Exercise task:
Collect every line below that contains the string "rear" and copy each of those lines in full.

[Excerpts from a point labeling dataset]
• • •

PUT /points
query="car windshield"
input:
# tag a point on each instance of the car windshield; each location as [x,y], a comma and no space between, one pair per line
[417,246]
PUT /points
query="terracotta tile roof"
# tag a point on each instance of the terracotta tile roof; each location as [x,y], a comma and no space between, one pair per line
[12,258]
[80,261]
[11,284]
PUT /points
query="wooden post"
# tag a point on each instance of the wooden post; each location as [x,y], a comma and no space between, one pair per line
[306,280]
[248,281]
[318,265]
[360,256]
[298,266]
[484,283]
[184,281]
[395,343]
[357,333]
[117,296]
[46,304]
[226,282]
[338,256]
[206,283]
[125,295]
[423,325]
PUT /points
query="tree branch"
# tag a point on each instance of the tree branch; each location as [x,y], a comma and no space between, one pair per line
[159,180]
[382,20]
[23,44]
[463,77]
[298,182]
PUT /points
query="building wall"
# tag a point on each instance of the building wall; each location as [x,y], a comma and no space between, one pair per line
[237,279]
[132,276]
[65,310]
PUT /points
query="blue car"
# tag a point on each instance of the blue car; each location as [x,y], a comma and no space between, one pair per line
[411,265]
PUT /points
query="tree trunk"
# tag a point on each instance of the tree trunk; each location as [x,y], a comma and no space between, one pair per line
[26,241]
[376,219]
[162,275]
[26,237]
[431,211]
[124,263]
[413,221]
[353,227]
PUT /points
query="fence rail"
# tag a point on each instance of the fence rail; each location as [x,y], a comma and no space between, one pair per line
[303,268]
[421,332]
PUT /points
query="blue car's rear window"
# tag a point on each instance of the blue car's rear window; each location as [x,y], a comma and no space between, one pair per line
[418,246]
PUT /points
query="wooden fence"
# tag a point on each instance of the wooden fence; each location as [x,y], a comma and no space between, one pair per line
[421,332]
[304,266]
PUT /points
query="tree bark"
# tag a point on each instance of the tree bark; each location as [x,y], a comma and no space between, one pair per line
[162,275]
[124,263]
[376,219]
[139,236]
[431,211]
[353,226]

• • •

Task output:
query="blue car's rear window"
# tag a point on each instance of the blue car's rear window; each location as [x,y], a comma and no space between, one pair per line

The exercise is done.